**AIM OF THE EXERCISE:**
Each line of the records containing "arched" is to be copied out and returned.

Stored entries
Start of Block

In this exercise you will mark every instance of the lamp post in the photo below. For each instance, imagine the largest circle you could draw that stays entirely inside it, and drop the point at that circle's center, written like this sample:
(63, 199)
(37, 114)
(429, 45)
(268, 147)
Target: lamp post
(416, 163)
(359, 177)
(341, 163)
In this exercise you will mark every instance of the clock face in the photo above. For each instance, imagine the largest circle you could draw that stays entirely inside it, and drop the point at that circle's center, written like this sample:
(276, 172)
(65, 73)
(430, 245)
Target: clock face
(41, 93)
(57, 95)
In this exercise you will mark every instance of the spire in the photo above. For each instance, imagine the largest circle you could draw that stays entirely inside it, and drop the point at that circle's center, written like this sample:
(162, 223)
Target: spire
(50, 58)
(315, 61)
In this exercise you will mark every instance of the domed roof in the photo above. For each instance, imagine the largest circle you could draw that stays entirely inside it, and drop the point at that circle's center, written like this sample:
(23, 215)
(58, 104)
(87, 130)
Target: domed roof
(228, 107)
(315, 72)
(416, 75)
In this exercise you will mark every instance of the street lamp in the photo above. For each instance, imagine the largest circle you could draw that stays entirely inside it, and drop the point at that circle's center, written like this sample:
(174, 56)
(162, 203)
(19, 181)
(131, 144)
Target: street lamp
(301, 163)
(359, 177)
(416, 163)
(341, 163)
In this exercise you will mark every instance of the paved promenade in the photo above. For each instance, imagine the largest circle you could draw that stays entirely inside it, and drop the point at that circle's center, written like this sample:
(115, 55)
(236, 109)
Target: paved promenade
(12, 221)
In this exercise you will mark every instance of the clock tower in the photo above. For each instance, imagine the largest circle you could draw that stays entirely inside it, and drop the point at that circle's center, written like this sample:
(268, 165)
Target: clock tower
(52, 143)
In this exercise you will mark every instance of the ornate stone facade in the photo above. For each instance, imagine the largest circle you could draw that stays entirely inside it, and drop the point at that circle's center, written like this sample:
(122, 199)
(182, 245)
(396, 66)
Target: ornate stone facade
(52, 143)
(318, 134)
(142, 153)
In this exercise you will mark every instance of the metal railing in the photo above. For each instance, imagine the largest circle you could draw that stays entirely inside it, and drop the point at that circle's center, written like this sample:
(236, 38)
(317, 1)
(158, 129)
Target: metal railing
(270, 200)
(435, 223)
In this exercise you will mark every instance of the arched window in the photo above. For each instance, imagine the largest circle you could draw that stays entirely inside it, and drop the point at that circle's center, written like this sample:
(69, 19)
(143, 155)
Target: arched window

End of Block

**RESPONSE TO THE TASK:**
In this exercise you will mark every instance of the arched window in the photo above. For each instance, imagine the largest circle you could draw that stays entirely inside it, and drop the point at that circle's center, written like this sample:
Target: arched window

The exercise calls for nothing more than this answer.